▶ Questions:
(A) Answer these questions using the sinkhole rescue story.
(i) How old is Josh Logue?
(ii) Which road crosses the canal where the sinkhole formed?
(iii) What position does Ryan Nuanes hold at the Denver Fire Department?
(B) Retype everything in the sinkhole rescue story from "Saturday morning, Logue" down to "something inside it.".

▶ Study text:
+++
Teen with drone discovers couple trapped in Jeep that fell into sinkhole
A miraculous rescue happened Saturday morning in a remote part of Brighton. Two people were trapped upside down in a sinkhole as water filled their car. Their unexpected savior? A teenager with a drone hobby.
"I fly down here all the time just looking," said 18-year-old Josh Logue.
Saturday morning, Logue flew his drone over a nearby Denver Hudson Canal, usually a dry creek bed, but due to recent rain, it's a flowing river. His dad and neighbor looked on.
Suddenly, he noticed a sinkhole where Weld County Road 2 crosses the canal, with something inside it.
"I said, 'What is that?' And I flew down over it and it's a car in the hole," said Logue.
They immediately got in their car and drove to the site. His neighbor, Ryan Nuanes, just so happens to be the assistant fire chief at the Denver Fire Department.
"I never expected this on my day off," said Nuanes.
+++
▶ Excerpted records:
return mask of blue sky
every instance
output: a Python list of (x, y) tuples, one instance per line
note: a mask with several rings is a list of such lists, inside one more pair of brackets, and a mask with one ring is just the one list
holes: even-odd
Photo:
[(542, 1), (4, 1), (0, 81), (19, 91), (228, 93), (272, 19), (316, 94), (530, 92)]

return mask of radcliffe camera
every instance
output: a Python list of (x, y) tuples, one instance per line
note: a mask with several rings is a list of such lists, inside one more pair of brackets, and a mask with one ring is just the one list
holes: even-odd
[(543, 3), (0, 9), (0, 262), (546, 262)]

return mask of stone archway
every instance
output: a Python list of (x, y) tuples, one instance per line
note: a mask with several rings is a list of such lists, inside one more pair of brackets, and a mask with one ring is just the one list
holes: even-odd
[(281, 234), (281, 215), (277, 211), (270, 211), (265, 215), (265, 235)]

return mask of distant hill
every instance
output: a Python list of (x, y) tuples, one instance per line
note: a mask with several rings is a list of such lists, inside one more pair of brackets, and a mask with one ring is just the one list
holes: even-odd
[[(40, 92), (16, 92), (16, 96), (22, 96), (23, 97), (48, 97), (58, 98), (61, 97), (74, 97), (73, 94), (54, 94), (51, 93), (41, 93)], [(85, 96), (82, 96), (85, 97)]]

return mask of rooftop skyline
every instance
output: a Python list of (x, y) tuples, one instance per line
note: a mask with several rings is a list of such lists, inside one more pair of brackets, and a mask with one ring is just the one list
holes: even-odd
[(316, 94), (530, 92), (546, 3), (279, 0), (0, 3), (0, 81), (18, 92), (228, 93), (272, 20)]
+++
▶ Answer section:
(A)
(i) 18 years old
(ii) Weld County Road 2
(iii) Assistant fire chief

(B)
Saturday morning, Logue flew his drone over a nearby Denver Hudson Canal, usually a dry creek bed, but due to recent rain, it's a flowing river. His dad and neighbor looked on.
Suddenly, he noticed a sinkhole where Weld County Road 2 crosses the canal, with something inside it.